§ Task description: Convert each line of the rows below into a numbered list, skipping blank lines.

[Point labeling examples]
[start]

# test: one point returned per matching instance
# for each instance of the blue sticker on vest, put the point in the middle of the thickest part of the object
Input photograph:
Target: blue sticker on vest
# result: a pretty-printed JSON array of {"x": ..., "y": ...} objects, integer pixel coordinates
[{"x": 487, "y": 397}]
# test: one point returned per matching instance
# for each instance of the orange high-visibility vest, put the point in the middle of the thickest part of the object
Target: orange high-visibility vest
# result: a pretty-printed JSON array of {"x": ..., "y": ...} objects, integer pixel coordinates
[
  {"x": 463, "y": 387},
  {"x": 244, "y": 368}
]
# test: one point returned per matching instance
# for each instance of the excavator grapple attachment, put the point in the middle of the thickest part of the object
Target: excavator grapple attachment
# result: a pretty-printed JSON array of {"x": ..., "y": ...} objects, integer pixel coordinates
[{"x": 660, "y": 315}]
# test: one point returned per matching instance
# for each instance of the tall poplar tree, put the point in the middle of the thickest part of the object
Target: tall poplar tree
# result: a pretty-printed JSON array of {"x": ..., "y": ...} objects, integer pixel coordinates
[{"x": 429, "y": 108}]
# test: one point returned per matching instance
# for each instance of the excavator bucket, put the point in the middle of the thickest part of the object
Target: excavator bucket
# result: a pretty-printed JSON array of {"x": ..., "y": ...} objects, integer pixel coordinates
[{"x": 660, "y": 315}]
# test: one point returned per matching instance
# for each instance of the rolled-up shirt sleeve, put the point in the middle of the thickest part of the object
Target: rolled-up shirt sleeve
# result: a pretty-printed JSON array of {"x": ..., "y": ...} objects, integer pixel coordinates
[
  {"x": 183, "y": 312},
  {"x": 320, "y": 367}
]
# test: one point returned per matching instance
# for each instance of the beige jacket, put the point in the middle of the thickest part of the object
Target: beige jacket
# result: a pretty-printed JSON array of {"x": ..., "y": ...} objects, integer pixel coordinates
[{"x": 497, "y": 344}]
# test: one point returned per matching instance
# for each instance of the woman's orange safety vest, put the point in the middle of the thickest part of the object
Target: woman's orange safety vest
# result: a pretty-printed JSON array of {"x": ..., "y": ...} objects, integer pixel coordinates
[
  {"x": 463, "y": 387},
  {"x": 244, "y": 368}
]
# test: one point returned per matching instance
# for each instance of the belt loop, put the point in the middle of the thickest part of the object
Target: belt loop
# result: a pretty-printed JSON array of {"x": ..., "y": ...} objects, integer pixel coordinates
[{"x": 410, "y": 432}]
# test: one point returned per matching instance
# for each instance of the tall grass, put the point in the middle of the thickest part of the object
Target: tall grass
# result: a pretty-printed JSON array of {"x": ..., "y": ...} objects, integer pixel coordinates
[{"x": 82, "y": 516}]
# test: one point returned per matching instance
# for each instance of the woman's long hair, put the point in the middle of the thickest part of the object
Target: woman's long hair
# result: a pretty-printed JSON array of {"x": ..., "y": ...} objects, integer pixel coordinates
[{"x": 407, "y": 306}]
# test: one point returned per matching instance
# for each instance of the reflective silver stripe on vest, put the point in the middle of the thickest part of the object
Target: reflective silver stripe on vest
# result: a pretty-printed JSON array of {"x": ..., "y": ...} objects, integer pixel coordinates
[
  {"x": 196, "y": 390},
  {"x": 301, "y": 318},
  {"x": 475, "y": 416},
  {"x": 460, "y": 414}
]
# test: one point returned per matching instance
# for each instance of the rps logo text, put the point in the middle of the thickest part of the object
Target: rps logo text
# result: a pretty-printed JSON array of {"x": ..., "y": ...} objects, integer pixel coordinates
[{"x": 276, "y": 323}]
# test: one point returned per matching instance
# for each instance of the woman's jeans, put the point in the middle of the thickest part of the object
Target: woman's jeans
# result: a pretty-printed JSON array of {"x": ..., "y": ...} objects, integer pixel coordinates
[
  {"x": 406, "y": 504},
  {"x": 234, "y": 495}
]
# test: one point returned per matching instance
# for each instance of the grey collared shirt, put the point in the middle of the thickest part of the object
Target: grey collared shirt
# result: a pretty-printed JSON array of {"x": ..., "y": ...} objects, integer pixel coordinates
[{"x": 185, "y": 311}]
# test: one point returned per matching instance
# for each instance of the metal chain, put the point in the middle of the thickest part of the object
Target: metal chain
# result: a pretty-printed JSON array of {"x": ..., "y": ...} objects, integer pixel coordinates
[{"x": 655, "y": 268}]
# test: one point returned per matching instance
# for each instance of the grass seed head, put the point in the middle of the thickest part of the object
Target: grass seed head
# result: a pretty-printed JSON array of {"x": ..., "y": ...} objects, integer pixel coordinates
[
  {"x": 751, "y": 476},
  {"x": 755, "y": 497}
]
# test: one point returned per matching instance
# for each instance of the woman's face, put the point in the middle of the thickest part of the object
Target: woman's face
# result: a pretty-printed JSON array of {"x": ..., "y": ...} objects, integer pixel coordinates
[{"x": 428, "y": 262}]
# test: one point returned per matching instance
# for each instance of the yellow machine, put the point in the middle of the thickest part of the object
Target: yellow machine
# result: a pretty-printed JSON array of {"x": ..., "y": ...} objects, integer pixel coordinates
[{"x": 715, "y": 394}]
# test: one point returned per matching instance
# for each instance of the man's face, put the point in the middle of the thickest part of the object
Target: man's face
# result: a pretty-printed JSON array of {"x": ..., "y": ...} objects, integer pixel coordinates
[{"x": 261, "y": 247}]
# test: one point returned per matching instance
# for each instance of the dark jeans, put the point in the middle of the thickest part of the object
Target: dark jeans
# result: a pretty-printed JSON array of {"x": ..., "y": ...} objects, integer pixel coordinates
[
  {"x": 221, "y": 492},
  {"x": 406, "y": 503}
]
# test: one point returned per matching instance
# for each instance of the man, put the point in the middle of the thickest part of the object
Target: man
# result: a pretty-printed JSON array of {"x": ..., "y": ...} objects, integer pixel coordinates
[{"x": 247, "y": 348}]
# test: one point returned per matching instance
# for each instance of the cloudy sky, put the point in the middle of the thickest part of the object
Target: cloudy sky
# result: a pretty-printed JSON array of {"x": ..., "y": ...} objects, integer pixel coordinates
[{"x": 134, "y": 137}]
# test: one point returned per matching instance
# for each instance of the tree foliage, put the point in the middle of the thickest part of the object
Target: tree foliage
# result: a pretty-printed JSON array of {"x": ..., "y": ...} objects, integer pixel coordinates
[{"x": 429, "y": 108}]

[end]

§ Task response:
1. # test: one point returned per matching instance
2. # for each instance of the blue sticker on vest, put the point in the middle of the thickest part of the object
3. Input photograph:
4. Target: blue sticker on vest
5. # result: a pretty-printed JSON array of {"x": ..., "y": ...} objects, integer pixel coordinates
6. [{"x": 487, "y": 397}]
7. # test: one point returned per matching instance
8. # for each instance of the orange high-visibility vest, put the point in the middle of the thickest part of the object
9. Target: orange high-visibility vest
10. # result: a pretty-printed JSON array of {"x": ..., "y": ...} objects, integer pixel coordinates
11. [
12.   {"x": 463, "y": 387},
13.   {"x": 244, "y": 368}
14. ]
15. # test: one point returned per matching instance
16. # for each instance of the excavator grapple attachment, put the point in the middle of the thickest part of the object
17. Target: excavator grapple attachment
18. # result: a pretty-printed JSON array of {"x": ..., "y": ...} objects, integer pixel coordinates
19. [{"x": 660, "y": 315}]
20. # test: one point returned per matching instance
21. # for each instance of the tall poplar tree, put the point in the middle of the thickest part of the object
22. Target: tall poplar tree
23. # result: a pretty-printed JSON array of {"x": ..., "y": ...} objects, integer pixel coordinates
24. [{"x": 429, "y": 108}]
25. # test: one point returned per matching instance
26. # for each instance of the excavator bucket, put the point in the middle of the thickest part of the object
27. Target: excavator bucket
28. # result: a pretty-printed JSON array of {"x": ..., "y": ...} objects, integer pixel coordinates
29. [{"x": 660, "y": 315}]
30. # test: one point returned per matching instance
31. # for each instance of the rolled-up shirt sleeve, put the point in the middle of the thickest part of the object
32. Target: rolled-up shirt sleeve
33. # result: a pretty-printed JSON array of {"x": ..., "y": ...} objects, integer pixel coordinates
34. [
35.   {"x": 183, "y": 312},
36.   {"x": 320, "y": 367}
37. ]
38. # test: one point returned per matching instance
39. # for each instance of the beige jacket, put the point in the middle of the thickest part of the object
40. Target: beige jacket
41. # result: a pretty-printed JSON array of {"x": ..., "y": ...} objects, integer pixel coordinates
42. [{"x": 497, "y": 344}]
43. # test: one point returned per matching instance
44. # for each instance of the woman's orange safety vest, put the point in the middle of the thickest part of the object
45. Target: woman's orange safety vest
46. # result: a pretty-printed JSON array of {"x": ..., "y": ...} objects, integer pixel coordinates
47. [
48.   {"x": 463, "y": 387},
49.   {"x": 244, "y": 368}
50. ]
51. # test: one point returned per matching instance
52. # for each instance of the belt loop, put the point in the middle of the thickest part of the object
53. Target: belt loop
54. # result: a pretty-printed JSON array of {"x": ..., "y": ...} objects, integer pixel coordinates
55. [{"x": 410, "y": 432}]
56. # test: one point returned per matching instance
57. # for each instance of the tall grass, put the point in the middle of the thickest part of the object
58. Target: tall grass
59. # result: a pretty-printed JSON array of {"x": ..., "y": ...} objects, integer pixel coordinates
60. [{"x": 82, "y": 516}]
61. # test: one point returned per matching instance
62. # for each instance of the woman's long hair, put the point in the middle of the thickest part of the object
63. Target: woman's long hair
64. # result: a pretty-printed JSON array of {"x": ..., "y": ...} objects, integer pixel coordinates
65. [{"x": 407, "y": 306}]
66. # test: one point returned per matching instance
67. # for each instance of the reflective silver stripe on vest, put the point in the middle of the thickest part of the object
68. Target: reflective silver stripe on vest
69. # result: a pretty-printed JSON array of {"x": ..., "y": ...} objects, integer pixel coordinates
70. [
71.   {"x": 196, "y": 390},
72.   {"x": 301, "y": 318},
73.   {"x": 475, "y": 416},
74.   {"x": 460, "y": 414}
75. ]
76. # test: one point returned per matching instance
77. # for each instance of the rps logo text, put the point in the middle of the thickest part of the object
78. Target: rps logo text
79. # result: a pretty-printed JSON array of {"x": ..., "y": ...} objects, integer pixel coordinates
80. [{"x": 276, "y": 323}]
81. # test: one point returned per matching instance
82. # for each instance of the woman's jeans, put the point in the middle of the thickest part of the object
83. Target: woman's jeans
84. # result: a pretty-printed JSON array of {"x": ..., "y": ...} objects, integer pixel coordinates
85. [
86.   {"x": 406, "y": 504},
87.   {"x": 234, "y": 495}
88. ]
89. # test: one point returned per matching instance
90. # for each instance of the grey collared shirt, put the point in the middle of the thickest part of the object
91. Target: grey collared shirt
92. # result: a pretty-printed JSON array of {"x": ..., "y": ...} objects, integer pixel coordinates
93. [{"x": 185, "y": 311}]
94. # test: one point returned per matching instance
95. # for each instance of the metal chain, put the point in the middle of the thickest part of the object
96. Target: metal chain
97. # result: a pretty-printed JSON array of {"x": ..., "y": ...} objects, integer pixel coordinates
98. [{"x": 655, "y": 268}]
99. # test: one point returned per matching instance
100. # for each instance of the grass seed head, put the point in the middle of the thickest part of the object
101. Target: grass seed head
102. # result: a pretty-printed JSON array of {"x": ..., "y": ...} objects, integer pixel coordinates
103. [
104.   {"x": 751, "y": 476},
105.   {"x": 755, "y": 497}
106. ]
107. # test: one point returned per matching instance
108. # for each instance of the woman's face, put the point in the middle of the thickest part of the object
109. Target: woman's face
110. # result: a pretty-printed JSON array of {"x": ..., "y": ...} objects, integer pixel coordinates
111. [{"x": 428, "y": 262}]
112. # test: one point returned per matching instance
113. # for each instance of the yellow machine, put the point in the middle of the thickest part of the object
114. Target: yellow machine
115. # result: a pretty-printed JSON array of {"x": ..., "y": ...} objects, integer pixel coordinates
116. [{"x": 715, "y": 394}]
117. # test: one point returned per matching instance
118. # for each instance of the man's face, put the point in the middle of the thickest part of the object
119. Target: man's face
120. # result: a pretty-printed JSON array of {"x": ..., "y": ...} objects, integer pixel coordinates
121. [{"x": 261, "y": 247}]
122. # test: one point returned per matching instance
123. # for each instance of the dark jeans, put the point in the middle of the thickest part of the object
124. Target: dark jeans
125. # result: a pretty-printed JSON array of {"x": ..., "y": ...} objects, integer pixel coordinates
126. [
127.   {"x": 221, "y": 492},
128.   {"x": 406, "y": 503}
129. ]
130. # test: one point returned per matching instance
131. # for each instance of the man, put the point in the middle of the thickest part of the object
132. Target: man
133. # result: a pretty-printed JSON array of {"x": ..., "y": ...} objects, integer pixel coordinates
134. [{"x": 247, "y": 348}]
135. # test: one point returned per matching instance
136. # for each instance of the cloudy sky, put the point in the middle of the thickest part of the object
137. Target: cloudy sky
138. # result: a pretty-printed JSON array of {"x": ..., "y": ...} objects, integer pixel coordinates
139. [{"x": 134, "y": 137}]
140. # test: one point returned per matching instance
141. # for each instance of the tree foliage, put the point in the middle of the thickest part of the object
142. Target: tree foliage
143. # result: a pretty-printed JSON array of {"x": ..., "y": ...} objects, integer pixel coordinates
144. [{"x": 429, "y": 108}]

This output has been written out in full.